## Supplied data
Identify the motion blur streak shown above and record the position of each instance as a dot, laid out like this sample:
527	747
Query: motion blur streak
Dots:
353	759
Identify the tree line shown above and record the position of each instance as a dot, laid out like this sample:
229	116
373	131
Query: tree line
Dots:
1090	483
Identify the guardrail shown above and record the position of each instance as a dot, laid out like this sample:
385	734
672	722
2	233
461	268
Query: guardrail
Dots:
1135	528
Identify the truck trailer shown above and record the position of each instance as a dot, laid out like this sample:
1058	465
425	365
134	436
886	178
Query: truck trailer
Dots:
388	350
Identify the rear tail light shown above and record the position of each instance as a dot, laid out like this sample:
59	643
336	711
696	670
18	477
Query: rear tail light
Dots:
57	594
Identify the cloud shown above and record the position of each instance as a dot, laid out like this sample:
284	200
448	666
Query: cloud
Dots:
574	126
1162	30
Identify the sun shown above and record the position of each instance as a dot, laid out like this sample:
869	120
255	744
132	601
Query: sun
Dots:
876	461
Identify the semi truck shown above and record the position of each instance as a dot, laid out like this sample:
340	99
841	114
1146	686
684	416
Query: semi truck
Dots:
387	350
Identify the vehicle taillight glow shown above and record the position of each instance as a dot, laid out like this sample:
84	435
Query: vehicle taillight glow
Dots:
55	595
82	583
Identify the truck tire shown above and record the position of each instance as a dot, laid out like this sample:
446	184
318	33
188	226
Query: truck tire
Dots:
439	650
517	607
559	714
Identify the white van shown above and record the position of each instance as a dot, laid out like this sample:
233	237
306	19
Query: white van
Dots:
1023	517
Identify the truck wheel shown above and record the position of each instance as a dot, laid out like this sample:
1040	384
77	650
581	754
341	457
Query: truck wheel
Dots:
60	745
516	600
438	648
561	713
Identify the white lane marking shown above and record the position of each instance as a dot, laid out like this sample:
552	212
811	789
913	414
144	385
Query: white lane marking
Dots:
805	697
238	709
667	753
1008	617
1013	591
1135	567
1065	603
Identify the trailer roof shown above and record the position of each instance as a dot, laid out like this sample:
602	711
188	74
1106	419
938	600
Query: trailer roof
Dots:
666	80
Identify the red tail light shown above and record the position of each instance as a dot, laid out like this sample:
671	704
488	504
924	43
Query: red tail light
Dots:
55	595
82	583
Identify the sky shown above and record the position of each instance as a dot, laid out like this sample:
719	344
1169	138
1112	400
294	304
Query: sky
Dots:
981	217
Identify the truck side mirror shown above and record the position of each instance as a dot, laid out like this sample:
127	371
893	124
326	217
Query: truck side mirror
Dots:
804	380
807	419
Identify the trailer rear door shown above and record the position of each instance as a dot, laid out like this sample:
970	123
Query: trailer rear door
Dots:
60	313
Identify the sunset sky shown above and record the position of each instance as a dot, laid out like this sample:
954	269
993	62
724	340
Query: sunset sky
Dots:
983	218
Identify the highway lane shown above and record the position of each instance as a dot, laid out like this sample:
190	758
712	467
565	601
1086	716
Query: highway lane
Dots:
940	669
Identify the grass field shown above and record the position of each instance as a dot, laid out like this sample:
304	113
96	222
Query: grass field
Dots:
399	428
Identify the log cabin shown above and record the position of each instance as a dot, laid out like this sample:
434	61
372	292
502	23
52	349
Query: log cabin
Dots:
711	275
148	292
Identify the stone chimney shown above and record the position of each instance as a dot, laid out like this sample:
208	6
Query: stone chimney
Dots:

## Task instructions
Return each entry from above without altering a single character.

## Response to this exercise
Identify the motion blur streak shown above and record the position of each instance as a dot, laid out like this sample:
527	747
Query: motion blur streak
Dots:
353	759
Identify the tree line shown above and record the position of each instance as a dot, laid out like this sample:
229	116
373	131
Query: tree line
Dots:
1090	483
Identify the guardrail shown above and record the position of each instance as a dot, laid out like this sample:
385	734
672	722
2	233
461	268
Query: guardrail
Dots:
1135	528
Identify the truck trailer shown above and record the position of each instance as a dot, laid out like this sample:
1058	465
425	365
134	436
886	178
Query: truck trailer
Dots:
388	350
Identify the rear tail light shown above and record the position of each instance as a dot, laid out like this sample:
59	643
336	711
696	670
18	477
Query: rear tail light
Dots:
57	594
Identify the cloud shown above and record the position of each instance as a dot, laid out like this sample:
284	200
448	666
Query: cloud
Dots:
574	126
1162	30
Identify the sun shown above and record the position of each instance as a dot, laid out like this sample:
869	120
255	744
132	601
Query: sun
Dots:
876	461
Identify the semi truck shown above and record the position of each instance as a dot, laid out like this sample:
340	99
841	114
1146	686
684	416
Query: semi truck
Dots:
387	350
Identify the vehicle taillight glow shown above and record the position of each instance as a dot, laid out like this sample:
84	435
Query: vehicle taillight glow
Dots:
55	595
82	583
Identify the truck tire shown above and record the position of each instance as a dot, laid out like this sample:
446	184
318	33
188	226
Query: truck tire
Dots:
439	650
517	607
559	714
Identify the white van shown above and record the position of each instance as a dot, laid out like this sample:
233	237
306	19
Query: white van
Dots:
1023	517
Identify the truck wheel shown above and record the position of each instance as a dot, laid out like this sample:
1040	384
77	650
581	754
341	457
Query: truck wheel
Dots:
60	745
516	600
438	648
561	713
Identify the white lane marking shown above and record the position of each instance as a dot, laid out like this sample:
552	212
811	789
913	414
144	385
Query: white lane marking
Dots:
805	697
238	709
667	753
1008	617
1013	591
1135	567
1065	603
Identify the trailer roof shown above and record the position of each instance as a dot, laid out like this sample:
602	711
188	74
1106	419
938	600
Query: trailer roof
Dots:
666	80
Identify the red tail light shown above and record the position of each instance as a dot, laid out like this sample:
671	704
488	504
924	43
Query: red tail light
Dots:
55	595
82	583
Identify the sky shown above and record the position of each instance as a dot, laid out like this sample:
719	344
1169	138
1112	400
294	304
Query: sky
Dots:
981	217
Identify the truck side mirror shown above and record the position of each instance as a dot, laid out like this sample:
127	371
893	124
326	217
Query: truck side mirror
Dots:
804	380
807	419
Identify the trailer rear door shown above and record the position of each instance as a dot, laid out like this sample:
970	123
Query: trailer rear door
Dots:
60	313
Identify the sunset sky shown above and record the position of each instance as a dot, laid out like this sample:
954	269
993	62
724	340
Query: sunset sky
Dots:
983	218
Identify the highway lane shown above and record the position of each instance as a dot, laid out like this sample:
190	758
712	467
565	601
1086	716
Query: highway lane
Dots:
940	669
Identify the grass field shown above and record the position of each instance as a dot, laid out like this sample:
304	113
96	222
Query: grass field
Dots:
399	428
Identify the log cabin shown above and record the position of each instance as a dot, laid out like this sample:
434	61
372	292
502	23
52	349
Query: log cabin
Dots:
711	275
148	292
Identify the stone chimney shown above and record the position of each instance as a dot, laid out like this sample:
208	6
Query: stone chimney
Dots:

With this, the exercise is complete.